* **Required actions**:
- A) Translate this sentence from the article on the Oromo protest into Spanish: "Oromos also live in neighboring Kenya."
- B) According to the article on the Oromo protest, on what date did the violence in Ethiopia's Oromo region first erupt?

* **Extract provided**:

* * *

Hundreds of members of Minnesota's Oromo community crowded an area near the State Capitol Thursday afternoon, demanding justice for Oromo students killed in anti-government demonstrations in Ethiopia.
The demonstrators said they wanted to raise awareness about the continuing violence in Ethiopia's Oromo region, which first erupted on Nov. 12 over allegations of a government land grab.
"Stop terrorizing Oromo students," the demonstrators chanted. Some carried signs saying, "If I was protesting in Ethiopia, you would have been attending my funeral today."
Oromo activists alleged the Ethiopian government killed nearly 100 students who opposed the government's proposed development plan, which aims to expand the capital, Addis Ababa, into the Oromia region.
St. Paul business owner Mubarek Lolo, one of the organizers of the protest, said the government is evicting students and farmers in Oromia and selling vacated land to investors.
"On top of that, they are increasing the killing and the persecution of Oromos," said Lolo, 29. "We're saying enough is enough. You can't do that to our people."
The ethnic Oromo population in Ethiopia is estimated at around 30 million, making it Ethiopia's largest ethnic group. Oromos also live in neighboring Kenya. Minnesota is home to the largest Oromo diaspora, which some community members interviewed by MPR News estimated to be between 20,000 and 40,000.
Lolo said the government on Thursday arrested Bekele Gerba, leader of the Oromo Federalist Congress political party.
Gerba visited the United States last summer. He had been released a few months earlier from a maximum-security prison in Ethiopia in advance of President Obama's visit to Ethiopia in July.
"The greatest land grabbers are now the Indians and Chinese ... there are Saudi Arabians as well," Gerba told NPR in August.

* * *

* **Data extracts**:
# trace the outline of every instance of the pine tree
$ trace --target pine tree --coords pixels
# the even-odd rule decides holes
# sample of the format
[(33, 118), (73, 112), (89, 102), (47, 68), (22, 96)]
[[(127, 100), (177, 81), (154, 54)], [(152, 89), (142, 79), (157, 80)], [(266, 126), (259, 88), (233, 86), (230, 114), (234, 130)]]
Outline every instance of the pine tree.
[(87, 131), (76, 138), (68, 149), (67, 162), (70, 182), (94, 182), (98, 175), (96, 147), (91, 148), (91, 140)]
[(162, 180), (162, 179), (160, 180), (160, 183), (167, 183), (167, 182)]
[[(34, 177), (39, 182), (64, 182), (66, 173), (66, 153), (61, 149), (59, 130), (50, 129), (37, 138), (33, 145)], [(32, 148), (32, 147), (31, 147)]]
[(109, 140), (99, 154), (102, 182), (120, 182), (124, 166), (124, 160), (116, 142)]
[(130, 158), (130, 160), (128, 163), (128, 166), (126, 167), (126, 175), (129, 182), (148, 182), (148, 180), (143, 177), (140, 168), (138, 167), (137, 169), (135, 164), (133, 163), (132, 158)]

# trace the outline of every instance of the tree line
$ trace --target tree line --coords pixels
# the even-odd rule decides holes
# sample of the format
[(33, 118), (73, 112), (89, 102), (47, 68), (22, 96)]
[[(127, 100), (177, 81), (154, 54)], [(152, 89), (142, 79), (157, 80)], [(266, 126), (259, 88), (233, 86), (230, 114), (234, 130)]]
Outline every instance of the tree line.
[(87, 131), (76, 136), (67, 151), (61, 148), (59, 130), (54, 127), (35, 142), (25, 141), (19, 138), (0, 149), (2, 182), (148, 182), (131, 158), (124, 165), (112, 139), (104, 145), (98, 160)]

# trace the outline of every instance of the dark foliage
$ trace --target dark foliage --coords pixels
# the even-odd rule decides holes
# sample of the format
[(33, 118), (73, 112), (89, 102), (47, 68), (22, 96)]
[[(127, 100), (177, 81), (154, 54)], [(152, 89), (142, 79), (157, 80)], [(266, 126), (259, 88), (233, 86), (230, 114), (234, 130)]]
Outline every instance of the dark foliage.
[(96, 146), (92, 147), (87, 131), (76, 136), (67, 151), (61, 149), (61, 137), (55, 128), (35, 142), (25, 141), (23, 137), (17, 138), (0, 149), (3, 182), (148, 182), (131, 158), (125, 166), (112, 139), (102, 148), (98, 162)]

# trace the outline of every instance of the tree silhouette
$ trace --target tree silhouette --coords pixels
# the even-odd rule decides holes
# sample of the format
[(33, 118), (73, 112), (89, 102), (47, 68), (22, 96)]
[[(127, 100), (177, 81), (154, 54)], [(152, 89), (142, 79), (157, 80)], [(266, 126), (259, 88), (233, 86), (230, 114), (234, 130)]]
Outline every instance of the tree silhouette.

* * *

* **Task answers**:
- A) Los oromos también viven en la vecina Kenia.

- B) On Nov. 12.